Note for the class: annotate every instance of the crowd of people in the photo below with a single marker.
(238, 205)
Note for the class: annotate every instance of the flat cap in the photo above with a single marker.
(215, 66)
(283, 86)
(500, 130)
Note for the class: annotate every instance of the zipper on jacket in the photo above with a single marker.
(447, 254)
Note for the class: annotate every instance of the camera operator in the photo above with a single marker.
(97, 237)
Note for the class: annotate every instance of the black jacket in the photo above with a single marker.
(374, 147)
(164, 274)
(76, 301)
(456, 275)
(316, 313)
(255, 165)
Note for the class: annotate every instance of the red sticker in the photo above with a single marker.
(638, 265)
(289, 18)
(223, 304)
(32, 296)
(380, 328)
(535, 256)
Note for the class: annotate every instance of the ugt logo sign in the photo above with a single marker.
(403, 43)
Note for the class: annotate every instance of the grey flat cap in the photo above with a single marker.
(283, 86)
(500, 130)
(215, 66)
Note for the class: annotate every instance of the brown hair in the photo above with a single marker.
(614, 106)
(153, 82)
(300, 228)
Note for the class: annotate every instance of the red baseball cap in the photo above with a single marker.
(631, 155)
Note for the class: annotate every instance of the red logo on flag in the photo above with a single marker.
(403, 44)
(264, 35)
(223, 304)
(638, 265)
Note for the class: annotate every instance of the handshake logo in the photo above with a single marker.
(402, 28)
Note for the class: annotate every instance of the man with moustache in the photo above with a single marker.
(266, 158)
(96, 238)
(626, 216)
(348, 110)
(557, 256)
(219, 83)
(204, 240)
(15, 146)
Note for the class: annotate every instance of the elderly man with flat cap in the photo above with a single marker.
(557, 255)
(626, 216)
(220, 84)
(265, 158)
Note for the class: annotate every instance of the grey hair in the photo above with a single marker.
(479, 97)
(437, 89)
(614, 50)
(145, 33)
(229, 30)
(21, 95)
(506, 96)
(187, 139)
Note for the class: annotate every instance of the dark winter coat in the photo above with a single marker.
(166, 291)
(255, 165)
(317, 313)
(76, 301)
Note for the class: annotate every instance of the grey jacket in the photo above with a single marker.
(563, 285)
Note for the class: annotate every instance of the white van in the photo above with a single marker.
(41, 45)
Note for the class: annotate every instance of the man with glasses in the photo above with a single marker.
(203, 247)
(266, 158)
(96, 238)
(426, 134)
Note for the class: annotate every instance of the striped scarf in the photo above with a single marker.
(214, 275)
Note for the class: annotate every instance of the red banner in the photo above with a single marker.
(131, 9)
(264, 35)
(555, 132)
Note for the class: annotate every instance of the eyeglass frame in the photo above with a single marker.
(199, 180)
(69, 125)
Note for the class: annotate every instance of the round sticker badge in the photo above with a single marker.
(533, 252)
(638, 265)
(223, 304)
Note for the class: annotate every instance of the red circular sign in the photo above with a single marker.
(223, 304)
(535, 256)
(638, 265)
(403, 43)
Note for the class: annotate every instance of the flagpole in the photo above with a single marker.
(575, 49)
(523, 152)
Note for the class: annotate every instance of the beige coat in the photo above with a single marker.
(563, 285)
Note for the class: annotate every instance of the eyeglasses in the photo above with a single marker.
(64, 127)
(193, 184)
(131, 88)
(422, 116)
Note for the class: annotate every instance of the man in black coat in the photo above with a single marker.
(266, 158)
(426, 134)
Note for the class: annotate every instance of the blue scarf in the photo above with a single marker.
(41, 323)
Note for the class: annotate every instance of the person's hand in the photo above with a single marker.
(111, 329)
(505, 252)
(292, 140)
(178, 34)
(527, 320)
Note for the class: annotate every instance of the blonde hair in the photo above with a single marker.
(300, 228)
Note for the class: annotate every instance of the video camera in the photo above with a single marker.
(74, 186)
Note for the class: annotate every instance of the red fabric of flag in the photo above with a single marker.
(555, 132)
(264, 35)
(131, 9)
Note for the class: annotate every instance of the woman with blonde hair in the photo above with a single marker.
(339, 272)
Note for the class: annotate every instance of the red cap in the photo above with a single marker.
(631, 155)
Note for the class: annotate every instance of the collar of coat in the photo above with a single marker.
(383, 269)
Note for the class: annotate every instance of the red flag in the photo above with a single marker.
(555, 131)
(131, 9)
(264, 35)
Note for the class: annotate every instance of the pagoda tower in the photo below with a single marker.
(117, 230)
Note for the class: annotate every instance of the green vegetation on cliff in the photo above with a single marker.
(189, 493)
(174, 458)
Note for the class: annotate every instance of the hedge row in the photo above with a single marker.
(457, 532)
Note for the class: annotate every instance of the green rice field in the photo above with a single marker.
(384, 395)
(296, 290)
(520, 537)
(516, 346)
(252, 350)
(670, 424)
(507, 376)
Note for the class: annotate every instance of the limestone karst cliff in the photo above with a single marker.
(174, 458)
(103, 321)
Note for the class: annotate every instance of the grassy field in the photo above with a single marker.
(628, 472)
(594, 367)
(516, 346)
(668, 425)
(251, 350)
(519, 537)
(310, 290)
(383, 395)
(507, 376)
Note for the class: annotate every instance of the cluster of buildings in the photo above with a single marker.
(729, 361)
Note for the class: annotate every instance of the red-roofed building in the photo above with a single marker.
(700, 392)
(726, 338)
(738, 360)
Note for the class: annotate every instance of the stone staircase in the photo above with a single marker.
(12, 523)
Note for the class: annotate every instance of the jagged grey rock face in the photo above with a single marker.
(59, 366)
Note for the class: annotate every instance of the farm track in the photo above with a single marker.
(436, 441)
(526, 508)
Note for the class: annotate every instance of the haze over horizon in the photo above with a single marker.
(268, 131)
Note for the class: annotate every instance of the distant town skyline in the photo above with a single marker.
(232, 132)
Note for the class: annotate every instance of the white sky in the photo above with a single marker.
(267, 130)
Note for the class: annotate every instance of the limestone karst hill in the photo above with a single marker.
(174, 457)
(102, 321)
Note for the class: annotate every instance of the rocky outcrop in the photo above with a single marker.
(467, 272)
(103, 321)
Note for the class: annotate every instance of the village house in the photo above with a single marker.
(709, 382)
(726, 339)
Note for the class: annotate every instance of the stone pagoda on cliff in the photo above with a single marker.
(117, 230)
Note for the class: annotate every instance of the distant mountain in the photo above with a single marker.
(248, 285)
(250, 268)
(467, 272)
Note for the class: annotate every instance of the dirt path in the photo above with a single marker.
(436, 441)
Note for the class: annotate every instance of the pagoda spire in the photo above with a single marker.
---
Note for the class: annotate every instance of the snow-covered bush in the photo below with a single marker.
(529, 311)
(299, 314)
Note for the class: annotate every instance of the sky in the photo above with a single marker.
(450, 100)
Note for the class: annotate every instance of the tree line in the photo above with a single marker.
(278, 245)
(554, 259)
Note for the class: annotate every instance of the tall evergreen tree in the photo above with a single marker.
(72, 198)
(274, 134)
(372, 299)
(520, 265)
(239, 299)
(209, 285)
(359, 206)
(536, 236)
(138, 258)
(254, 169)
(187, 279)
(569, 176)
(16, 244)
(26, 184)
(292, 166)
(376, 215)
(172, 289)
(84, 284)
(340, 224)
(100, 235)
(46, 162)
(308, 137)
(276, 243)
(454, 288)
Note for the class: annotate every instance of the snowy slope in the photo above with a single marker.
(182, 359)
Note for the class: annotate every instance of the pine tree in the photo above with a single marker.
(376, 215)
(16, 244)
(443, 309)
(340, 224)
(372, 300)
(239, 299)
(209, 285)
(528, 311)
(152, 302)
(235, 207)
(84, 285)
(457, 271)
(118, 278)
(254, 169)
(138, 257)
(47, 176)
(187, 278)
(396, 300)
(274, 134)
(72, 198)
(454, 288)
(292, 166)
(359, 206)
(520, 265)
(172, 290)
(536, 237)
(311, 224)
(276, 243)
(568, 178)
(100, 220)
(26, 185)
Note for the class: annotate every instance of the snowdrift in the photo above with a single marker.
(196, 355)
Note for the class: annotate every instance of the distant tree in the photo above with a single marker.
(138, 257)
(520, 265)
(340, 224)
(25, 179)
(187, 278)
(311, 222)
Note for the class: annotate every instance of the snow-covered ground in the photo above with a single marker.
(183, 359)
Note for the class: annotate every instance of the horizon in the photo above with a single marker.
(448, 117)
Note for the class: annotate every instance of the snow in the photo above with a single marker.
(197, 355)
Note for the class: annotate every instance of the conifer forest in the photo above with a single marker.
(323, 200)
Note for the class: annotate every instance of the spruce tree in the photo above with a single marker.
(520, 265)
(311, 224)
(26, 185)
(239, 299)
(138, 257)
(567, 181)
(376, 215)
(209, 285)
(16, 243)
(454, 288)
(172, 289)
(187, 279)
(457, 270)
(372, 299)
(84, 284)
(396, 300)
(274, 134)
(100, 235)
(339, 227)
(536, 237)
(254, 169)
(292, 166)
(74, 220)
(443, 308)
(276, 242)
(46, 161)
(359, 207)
---
* _WORK INSTRUCTION_
Take the line above containing "Note for the class: annotate every instance of the jagged", the line containing "Note for the class: annotate every instance of the pagoda spire", and all lines in between, and copy them exactly without anything else.

* _ANSWER TO THIS EXERCISE_
Note for the class: annotate every instance of the jagged grey rock face in the photo above with a single marker.
(59, 366)
Note for the class: annotate every instance of the farm track in the photo above with a single marker.
(436, 441)
(526, 508)
Note for the class: annotate every instance of the haze over horizon in the photo above with a single marker.
(268, 131)
Note for the class: annotate every instance of the distant town skyline in the photo above with a single marker.
(232, 132)
Note for the class: annotate every instance of the white sky in the photo above with a single marker.
(267, 130)
Note for the class: annotate every instance of the limestone karst hill in the photo above with a single marker.
(174, 457)
(102, 321)
Note for the class: annotate every instance of the rocky outcrop in the photo above with a single marker.
(467, 272)
(103, 321)
Note for the class: annotate every instance of the village house in the photo above with a single marker.
(709, 382)
(726, 339)
Note for the class: annotate every instance of the stone pagoda on cliff in the photo above with a single marker.
(117, 230)
Note for the class: annotate every instance of the distant mountain in the photo above with a single marker.
(248, 285)
(250, 268)
(467, 272)
Note for the class: annotate every instance of the dirt path in the photo above with a single marker.
(436, 441)
Note for the class: annotate every instance of the pagoda spire in the photo above with a single marker.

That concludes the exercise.